PROVIDED ENTRIES:
☆ ☆ ☆ ☆

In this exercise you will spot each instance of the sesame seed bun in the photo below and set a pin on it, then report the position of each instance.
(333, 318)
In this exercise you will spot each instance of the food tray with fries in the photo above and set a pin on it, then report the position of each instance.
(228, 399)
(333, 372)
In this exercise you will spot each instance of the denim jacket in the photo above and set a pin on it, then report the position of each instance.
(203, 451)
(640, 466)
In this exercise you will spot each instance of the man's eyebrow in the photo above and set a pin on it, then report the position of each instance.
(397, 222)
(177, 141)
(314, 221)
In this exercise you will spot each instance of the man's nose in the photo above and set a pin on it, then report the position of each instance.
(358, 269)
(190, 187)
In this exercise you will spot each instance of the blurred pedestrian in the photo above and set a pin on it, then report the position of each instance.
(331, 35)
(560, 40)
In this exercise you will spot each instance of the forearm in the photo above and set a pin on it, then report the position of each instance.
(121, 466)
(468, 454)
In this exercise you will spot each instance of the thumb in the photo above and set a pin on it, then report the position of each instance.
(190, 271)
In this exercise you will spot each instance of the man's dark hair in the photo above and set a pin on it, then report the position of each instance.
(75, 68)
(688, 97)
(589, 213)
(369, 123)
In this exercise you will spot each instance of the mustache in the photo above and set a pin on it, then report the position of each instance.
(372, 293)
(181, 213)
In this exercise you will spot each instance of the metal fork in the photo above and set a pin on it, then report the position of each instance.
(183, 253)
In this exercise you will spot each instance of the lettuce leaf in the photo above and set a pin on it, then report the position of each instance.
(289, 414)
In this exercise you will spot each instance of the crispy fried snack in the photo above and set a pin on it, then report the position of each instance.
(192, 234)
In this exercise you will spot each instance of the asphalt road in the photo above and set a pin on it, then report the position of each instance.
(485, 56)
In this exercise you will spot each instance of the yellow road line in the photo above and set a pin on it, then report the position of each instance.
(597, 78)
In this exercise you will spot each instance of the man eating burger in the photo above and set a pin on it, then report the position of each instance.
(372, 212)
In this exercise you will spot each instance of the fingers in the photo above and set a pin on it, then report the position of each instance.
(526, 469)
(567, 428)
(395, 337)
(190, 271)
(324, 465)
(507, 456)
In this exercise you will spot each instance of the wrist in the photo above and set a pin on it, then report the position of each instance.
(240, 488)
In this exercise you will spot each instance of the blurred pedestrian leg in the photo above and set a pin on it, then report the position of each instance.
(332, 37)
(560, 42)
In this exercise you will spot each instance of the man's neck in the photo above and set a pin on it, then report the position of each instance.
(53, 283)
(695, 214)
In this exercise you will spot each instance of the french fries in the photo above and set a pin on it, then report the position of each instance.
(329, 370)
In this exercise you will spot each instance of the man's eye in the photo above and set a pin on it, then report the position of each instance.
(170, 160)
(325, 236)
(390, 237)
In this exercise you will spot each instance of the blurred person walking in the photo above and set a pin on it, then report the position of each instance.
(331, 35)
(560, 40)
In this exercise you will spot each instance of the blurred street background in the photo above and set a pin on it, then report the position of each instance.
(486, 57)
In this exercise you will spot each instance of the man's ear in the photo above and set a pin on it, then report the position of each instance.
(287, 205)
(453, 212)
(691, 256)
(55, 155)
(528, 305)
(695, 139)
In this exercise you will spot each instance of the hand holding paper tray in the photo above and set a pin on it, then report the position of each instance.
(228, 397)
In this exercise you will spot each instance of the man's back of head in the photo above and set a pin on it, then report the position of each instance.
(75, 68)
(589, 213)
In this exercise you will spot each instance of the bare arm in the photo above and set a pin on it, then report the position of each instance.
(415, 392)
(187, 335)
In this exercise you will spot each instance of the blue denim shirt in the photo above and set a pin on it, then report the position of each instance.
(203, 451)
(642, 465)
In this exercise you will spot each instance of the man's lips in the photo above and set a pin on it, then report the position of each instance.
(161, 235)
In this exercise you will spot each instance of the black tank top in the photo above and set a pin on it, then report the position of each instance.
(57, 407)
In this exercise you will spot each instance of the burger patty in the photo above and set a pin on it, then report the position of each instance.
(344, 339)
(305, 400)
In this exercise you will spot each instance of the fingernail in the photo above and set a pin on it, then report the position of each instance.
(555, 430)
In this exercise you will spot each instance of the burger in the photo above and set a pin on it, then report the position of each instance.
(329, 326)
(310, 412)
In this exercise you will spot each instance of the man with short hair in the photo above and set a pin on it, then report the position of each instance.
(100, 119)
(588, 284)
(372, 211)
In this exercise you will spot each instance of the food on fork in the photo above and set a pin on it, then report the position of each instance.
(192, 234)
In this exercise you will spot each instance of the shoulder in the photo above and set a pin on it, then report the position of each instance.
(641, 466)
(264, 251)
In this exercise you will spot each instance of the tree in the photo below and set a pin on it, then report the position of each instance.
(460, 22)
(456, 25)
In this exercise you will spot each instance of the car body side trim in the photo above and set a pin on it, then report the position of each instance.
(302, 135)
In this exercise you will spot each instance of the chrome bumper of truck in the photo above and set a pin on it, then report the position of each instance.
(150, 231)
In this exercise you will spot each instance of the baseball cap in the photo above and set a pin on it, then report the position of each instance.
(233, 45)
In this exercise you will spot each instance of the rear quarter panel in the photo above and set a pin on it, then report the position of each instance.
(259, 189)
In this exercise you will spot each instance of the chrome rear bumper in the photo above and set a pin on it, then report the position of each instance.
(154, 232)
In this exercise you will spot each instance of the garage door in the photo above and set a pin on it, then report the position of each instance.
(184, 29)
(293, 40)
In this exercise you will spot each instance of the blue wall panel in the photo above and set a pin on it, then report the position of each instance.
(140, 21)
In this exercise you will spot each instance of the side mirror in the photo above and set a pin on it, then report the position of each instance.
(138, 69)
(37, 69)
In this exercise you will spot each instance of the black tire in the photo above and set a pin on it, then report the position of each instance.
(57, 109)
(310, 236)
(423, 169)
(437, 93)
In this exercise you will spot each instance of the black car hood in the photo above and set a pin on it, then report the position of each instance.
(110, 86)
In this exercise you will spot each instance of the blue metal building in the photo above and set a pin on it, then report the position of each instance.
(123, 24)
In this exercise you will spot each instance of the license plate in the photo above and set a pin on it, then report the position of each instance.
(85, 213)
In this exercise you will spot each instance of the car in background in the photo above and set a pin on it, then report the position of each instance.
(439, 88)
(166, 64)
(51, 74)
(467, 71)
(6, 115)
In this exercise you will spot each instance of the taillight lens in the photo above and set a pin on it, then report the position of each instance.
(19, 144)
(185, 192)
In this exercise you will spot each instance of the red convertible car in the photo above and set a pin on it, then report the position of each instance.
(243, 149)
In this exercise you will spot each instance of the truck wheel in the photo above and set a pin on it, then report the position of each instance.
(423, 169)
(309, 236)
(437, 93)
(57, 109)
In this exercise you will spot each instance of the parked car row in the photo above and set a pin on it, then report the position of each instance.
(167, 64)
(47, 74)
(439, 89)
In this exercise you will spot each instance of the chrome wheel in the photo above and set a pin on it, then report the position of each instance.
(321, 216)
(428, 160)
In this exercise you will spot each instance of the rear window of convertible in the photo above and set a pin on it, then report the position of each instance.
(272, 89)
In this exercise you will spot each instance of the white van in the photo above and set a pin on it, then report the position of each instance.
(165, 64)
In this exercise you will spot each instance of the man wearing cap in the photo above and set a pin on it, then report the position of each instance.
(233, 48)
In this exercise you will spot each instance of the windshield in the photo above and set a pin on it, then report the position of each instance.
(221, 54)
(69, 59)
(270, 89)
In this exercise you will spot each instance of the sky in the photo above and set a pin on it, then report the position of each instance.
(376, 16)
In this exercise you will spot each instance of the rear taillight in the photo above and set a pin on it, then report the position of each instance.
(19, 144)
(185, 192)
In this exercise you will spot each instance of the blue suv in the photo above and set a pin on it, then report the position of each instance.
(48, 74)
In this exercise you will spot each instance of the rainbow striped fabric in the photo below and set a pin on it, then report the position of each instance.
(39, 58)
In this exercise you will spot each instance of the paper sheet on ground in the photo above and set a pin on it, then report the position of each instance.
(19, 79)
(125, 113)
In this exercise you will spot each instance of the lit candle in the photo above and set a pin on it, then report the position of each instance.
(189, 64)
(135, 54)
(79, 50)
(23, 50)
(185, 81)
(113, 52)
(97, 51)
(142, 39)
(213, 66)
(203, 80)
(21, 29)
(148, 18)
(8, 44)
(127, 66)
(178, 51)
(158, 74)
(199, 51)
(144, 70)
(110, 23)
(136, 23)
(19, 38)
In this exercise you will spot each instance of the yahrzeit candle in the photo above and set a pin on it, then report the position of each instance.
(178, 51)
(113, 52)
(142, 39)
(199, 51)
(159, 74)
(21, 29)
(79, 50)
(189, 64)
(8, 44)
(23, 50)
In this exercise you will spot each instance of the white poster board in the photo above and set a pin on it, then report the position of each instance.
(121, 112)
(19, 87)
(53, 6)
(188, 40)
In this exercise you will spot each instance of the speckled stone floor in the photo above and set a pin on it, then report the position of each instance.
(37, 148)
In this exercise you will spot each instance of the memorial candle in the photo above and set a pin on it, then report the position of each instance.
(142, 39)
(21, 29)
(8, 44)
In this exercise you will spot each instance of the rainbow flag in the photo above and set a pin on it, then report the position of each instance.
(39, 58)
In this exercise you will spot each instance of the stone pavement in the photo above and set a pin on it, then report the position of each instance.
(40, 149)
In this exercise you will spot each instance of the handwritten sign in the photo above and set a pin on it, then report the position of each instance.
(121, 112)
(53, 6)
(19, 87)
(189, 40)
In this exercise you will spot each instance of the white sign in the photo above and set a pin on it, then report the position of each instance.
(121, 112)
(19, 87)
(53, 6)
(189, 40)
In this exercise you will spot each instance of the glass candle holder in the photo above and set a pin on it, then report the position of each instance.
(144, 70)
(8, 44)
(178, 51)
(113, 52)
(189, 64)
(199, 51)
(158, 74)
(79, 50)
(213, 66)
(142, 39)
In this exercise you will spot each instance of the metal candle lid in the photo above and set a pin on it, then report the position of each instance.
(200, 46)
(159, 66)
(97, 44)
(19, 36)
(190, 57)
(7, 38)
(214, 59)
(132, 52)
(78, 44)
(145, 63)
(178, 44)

☆ ☆ ☆ ☆

Reproduce the lines of the entries above exactly, but only from the line containing "In this exercise you will spot each instance of the memorial" through the final line.

In this exercise you will spot each instance of the memorial candle in the photo above and set a pin on it, then report the position of each instance.
(142, 39)
(21, 29)
(8, 44)
In this exercise you will spot each instance of the rainbow flag in the photo above and set a pin on it, then report the position of each instance.
(39, 58)
In this exercise you will spot each instance of the stone pavement in the photo above and set a pin on it, then report the position of each instance.
(40, 149)
In this exercise you will spot each instance of the handwritten sign in the photo above and set a pin on it, then report the position of each instance.
(121, 112)
(53, 6)
(19, 87)
(189, 40)
In this exercise you will spot each instance of the white sign in the photo above and set a pin on it, then report the position of each instance.
(121, 112)
(19, 87)
(53, 6)
(189, 40)
In this exercise you will spot each instance of the glass candle holder in the photo above and set a pin on it, then report the position of each instance.
(144, 70)
(8, 44)
(178, 51)
(113, 52)
(189, 64)
(199, 51)
(158, 74)
(79, 50)
(213, 66)
(142, 39)
In this exercise you will spot each instance of the metal candle lid in the photo above and set a pin on it, then report the position of each instance.
(200, 46)
(159, 66)
(97, 44)
(19, 36)
(190, 57)
(7, 38)
(214, 59)
(132, 52)
(78, 44)
(145, 63)
(178, 44)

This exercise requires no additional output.